What the exercise asks ->
Transcribe the material below exactly as it appears.
**** Recorded information
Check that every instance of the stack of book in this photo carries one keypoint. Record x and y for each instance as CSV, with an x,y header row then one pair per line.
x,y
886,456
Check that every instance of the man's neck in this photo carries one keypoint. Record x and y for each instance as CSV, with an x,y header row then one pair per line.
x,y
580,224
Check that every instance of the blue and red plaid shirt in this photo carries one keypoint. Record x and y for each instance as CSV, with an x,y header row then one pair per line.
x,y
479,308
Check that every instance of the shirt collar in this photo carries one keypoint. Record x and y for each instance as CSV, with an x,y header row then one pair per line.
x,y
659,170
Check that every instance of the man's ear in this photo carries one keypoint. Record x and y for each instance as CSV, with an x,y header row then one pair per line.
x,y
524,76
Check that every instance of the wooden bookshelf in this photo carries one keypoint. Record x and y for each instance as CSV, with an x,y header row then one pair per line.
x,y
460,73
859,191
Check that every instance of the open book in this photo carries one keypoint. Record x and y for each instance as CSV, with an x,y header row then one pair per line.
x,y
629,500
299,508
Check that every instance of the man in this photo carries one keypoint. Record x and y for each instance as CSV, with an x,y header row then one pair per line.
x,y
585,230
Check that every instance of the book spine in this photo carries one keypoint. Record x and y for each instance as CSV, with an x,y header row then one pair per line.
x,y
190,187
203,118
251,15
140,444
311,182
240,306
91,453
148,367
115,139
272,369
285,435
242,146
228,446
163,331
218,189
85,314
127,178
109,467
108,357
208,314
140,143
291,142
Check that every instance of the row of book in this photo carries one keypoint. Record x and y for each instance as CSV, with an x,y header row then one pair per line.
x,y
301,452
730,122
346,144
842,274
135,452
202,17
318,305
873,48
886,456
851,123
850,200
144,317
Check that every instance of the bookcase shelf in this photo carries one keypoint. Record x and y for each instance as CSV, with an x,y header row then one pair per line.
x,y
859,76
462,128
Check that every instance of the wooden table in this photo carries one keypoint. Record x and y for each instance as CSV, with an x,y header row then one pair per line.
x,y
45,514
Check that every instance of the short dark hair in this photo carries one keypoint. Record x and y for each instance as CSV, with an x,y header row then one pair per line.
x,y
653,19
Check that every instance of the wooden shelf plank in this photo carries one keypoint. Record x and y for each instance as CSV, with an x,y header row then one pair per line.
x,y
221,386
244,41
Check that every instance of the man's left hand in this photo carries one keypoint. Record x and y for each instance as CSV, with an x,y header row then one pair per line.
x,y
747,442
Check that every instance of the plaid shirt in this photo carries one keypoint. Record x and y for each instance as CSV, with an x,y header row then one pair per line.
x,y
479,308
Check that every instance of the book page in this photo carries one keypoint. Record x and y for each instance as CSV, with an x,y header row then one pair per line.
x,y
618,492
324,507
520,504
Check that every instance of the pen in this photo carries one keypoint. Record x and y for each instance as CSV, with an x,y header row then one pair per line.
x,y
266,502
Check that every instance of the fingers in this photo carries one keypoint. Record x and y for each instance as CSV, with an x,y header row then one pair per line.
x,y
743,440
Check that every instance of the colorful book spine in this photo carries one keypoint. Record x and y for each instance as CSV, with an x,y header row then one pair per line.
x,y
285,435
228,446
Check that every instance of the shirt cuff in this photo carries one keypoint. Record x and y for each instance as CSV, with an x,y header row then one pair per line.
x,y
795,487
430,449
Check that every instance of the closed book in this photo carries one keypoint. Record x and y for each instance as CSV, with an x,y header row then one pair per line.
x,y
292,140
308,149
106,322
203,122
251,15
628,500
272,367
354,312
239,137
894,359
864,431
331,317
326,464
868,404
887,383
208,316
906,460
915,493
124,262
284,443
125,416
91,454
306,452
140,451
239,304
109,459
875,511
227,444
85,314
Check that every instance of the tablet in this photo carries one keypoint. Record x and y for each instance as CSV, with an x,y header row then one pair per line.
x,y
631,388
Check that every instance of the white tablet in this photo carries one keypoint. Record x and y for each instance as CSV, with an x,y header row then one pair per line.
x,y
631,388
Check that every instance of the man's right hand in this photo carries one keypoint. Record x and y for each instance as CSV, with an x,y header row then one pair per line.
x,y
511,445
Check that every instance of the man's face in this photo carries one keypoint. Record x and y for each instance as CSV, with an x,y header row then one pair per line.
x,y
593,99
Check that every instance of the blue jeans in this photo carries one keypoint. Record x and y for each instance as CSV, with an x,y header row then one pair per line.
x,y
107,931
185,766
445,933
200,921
********
Result for this exercise ->
Check that every instance of the stack of book in this photo carries one keypoint. Record x and y for each instance as CSV, with an x,y header row then one pair per line.
x,y
886,456
Check that every instance of the man's neck in this photo carries one keypoint. Record x and y for each instance as CSV, with an x,y header row then one pair per line.
x,y
580,224
Check that every instance of the blue and red plaid shirt in this photo carries one keypoint. Record x and y for each instance as CSV, with an x,y header row then one pair per line.
x,y
479,308
Check that every instance of the shirt collar in this photo carries one keypoint. Record x and y for each instance as CSV, with an x,y header row then one pair per line.
x,y
659,170
Check that every instance of the man's ear in this photo carries one keypoint. Record x and y for each instance as CSV, with an x,y header row then one pair per line.
x,y
524,76
Check that every instance of the wooden bookshelf in this photo carries one keypoint. Record x and y for each instance as CSV, with an x,y header row then one pair per line.
x,y
460,73
859,191
Check that every instance of the open book in this photo carries one keypoint. Record x and y for each instance as CSV, with an x,y header row then one pair per line.
x,y
629,500
299,508
Check that every instance of the man in this photo carries one keypoint. Record x and y for each instance as CSV, with an x,y header row then one pair per line.
x,y
585,230
Check that every instance of the book spine in this photo carries one keypoint. Record x and y for each instance as CSV, with an x,y header row then one pair per line.
x,y
190,187
203,118
251,15
140,444
311,182
240,306
91,453
148,367
115,139
272,369
285,435
242,146
228,446
163,331
218,189
85,314
127,178
109,467
108,357
208,314
140,143
291,142
Check that every instance of the row of book in this photo carries one keypoint. Record x and y for each instance as CSV, with an x,y header row then one pair per line.
x,y
301,452
730,122
346,144
842,274
135,452
202,17
318,305
873,48
886,456
851,123
850,200
144,317
Check that every instance of the bookcase shelf in this photo carries one keypoint. Record x and y for each instance as CSV, with an x,y header row then one pair per line.
x,y
859,76
462,128
Check that every instance of the wooden table in this photo carries one keypoint. Record x and y for each instance as CSV, with an x,y header row then one pair per line.
x,y
45,514
Check that every instance of the short dark hair in this photo carries one keypoint. Record x and y for each instance as CSV, with an x,y header row then one pair per line.
x,y
653,19
Check that every instance of the wooden shelf plank in this photo carries one keypoint. Record x and y for each instance as CSV, with an x,y header row then one pair per line.
x,y
221,386
244,41
Check that every instance of the man's left hand in this photo carries one keypoint. Record x and y for each instance as CSV, with an x,y header row then one pair per line.
x,y
747,442
Check that every instance of the plaid shirt in this photo carries one keypoint. Record x and y for each instance as CSV, with an x,y header row then one pair per line.
x,y
479,308
Check that every instance of the book page in this photo carries one keypoint. Record x and y for each instance as CSV, with an x,y header row then one pair per line.
x,y
618,492
324,507
520,504
Check that every instance of the pen in this photo carries one keypoint. Record x and y for each instance as CSV, with an x,y header row then one pair per line.
x,y
266,502
Check that every instance of the fingers in this photo carries one keypoint. Record x and y for each instance as CSV, with an x,y header row then one pair per line.
x,y
743,440
Check that every instance of the colorful book spine in this photo carries one keypoint. Record x and y for each instance as CSV, with an x,y header row then one pair per line.
x,y
285,435
228,446
Check that every instance of the shirt cuff in this photo carries one keypoint. Record x and y for each instance as CSV, with an x,y header row then one pair per line.
x,y
795,487
430,449
Check that every instance of the closed book in this photo carries one keypoint. Record x and y for each instance as CSV, with an x,y header row then one pair per line.
x,y
292,140
308,149
106,322
203,122
251,15
628,500
272,367
354,312
239,137
894,359
864,431
331,317
326,464
868,404
887,383
208,316
906,460
915,493
124,262
284,443
125,416
91,454
306,452
140,451
239,304
109,459
875,511
227,444
85,314
Check that every instance of the tablet in this photo carries one keypoint. Record x and y for each instance as CSV, with an x,y header row then one pair per line.
x,y
631,388
Check that every instance of the white tablet in this photo carries one keypoint. Record x and y for each instance as CSV, with an x,y header row then one pair per line.
x,y
631,388
Check that every instance of the man's right hand in this photo carries one keypoint. Record x and y for each instance as CSV, with an x,y header row then one pair per line.
x,y
511,445
Check that every instance of the man's face in this photo carries one keypoint. Record x and y for each instance as CSV, with an x,y header row then one pair per line.
x,y
593,99
Check that every instance of the blue jeans in this photo carries one keypoint. Record x and y for each instance as CSV, with an x,y header row then one pair per line.
x,y
107,931
185,766
445,933
200,921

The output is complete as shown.